* Instructions to follow:
Please show every line of the records below that contains the word "crowd", matching its case exactly.

* Data section:
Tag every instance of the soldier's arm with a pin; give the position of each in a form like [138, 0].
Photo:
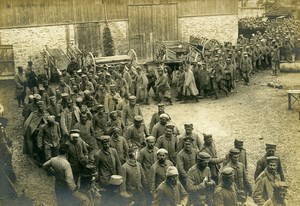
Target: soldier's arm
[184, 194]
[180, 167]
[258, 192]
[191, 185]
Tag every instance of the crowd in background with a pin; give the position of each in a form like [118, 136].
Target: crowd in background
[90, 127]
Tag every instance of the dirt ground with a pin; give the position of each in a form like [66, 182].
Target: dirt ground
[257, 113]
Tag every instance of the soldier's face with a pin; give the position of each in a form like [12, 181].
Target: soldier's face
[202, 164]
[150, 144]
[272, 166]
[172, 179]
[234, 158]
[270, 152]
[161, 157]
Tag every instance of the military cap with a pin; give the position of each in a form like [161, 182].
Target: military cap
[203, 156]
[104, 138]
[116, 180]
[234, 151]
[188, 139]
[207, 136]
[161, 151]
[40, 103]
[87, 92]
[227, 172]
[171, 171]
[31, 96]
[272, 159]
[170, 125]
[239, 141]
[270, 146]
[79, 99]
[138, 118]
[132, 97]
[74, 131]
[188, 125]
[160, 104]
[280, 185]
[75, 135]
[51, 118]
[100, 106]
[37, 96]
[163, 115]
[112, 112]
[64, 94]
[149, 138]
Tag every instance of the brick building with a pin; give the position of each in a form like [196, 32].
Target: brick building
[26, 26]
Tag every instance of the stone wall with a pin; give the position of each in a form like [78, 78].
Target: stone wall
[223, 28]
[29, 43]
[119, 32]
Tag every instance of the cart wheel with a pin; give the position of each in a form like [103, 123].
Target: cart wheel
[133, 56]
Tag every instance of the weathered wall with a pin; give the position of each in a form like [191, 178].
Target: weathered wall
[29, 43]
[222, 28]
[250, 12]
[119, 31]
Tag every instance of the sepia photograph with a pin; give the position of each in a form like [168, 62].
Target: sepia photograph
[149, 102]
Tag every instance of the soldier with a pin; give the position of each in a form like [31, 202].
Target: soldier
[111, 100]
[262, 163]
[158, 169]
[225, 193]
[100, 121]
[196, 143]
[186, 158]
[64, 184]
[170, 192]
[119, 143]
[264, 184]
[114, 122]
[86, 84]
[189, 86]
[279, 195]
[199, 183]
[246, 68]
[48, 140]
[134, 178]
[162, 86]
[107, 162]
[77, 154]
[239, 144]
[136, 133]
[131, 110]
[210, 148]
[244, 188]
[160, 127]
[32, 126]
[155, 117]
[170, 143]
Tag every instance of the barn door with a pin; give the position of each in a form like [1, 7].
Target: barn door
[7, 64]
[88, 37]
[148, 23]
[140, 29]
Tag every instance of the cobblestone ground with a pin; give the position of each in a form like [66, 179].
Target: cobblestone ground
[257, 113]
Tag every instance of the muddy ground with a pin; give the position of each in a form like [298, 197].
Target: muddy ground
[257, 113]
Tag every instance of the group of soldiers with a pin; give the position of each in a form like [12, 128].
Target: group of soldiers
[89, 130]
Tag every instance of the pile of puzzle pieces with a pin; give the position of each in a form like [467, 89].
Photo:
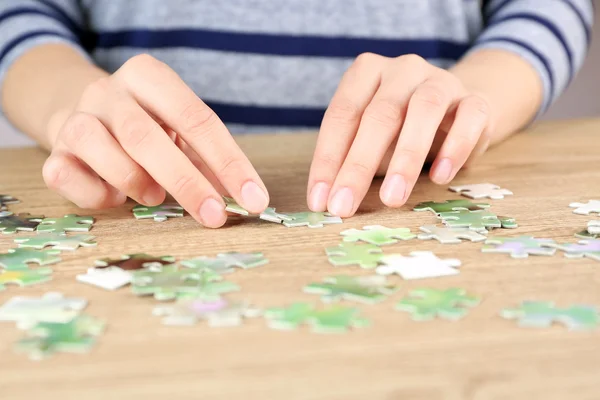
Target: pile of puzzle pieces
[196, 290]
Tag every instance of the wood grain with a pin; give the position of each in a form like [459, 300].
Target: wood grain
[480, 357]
...
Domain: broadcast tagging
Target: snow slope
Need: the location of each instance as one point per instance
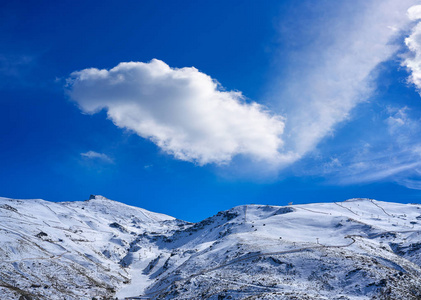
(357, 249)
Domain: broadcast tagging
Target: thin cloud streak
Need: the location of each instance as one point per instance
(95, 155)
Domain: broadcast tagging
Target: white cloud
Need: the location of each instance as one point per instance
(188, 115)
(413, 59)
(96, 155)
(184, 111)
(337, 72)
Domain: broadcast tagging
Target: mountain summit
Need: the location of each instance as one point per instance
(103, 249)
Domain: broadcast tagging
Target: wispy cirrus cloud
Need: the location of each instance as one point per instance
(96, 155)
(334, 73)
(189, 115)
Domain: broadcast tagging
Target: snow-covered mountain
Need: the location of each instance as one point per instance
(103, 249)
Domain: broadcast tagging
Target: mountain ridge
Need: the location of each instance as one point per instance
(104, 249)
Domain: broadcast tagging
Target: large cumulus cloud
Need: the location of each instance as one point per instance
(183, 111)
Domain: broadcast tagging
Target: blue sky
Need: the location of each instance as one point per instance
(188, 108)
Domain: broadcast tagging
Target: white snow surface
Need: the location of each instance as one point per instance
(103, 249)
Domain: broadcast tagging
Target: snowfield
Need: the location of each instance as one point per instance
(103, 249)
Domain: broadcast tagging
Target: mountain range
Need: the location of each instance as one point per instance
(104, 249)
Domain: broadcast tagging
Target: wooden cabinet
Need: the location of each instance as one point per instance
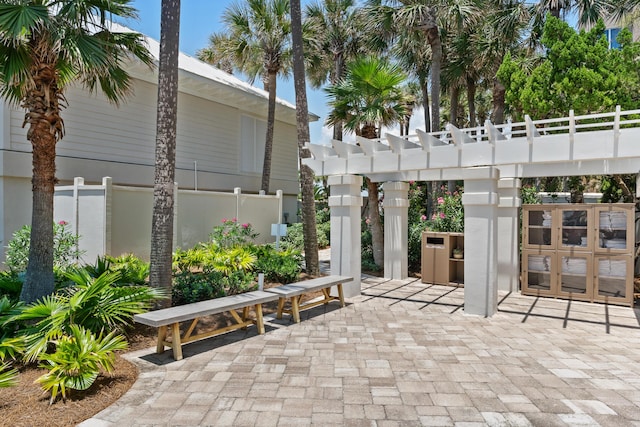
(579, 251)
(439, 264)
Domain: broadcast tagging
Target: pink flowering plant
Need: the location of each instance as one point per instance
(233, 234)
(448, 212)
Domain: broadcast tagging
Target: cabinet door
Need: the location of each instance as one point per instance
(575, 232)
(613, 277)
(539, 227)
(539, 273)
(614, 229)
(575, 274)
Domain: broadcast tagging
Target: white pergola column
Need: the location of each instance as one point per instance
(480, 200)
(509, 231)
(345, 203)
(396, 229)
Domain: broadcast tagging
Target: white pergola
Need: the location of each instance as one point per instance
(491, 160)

* The completed task:
Tag every instance of the crowd in background with a pin; give the position of each in a form like [118, 136].
Target: crowd in background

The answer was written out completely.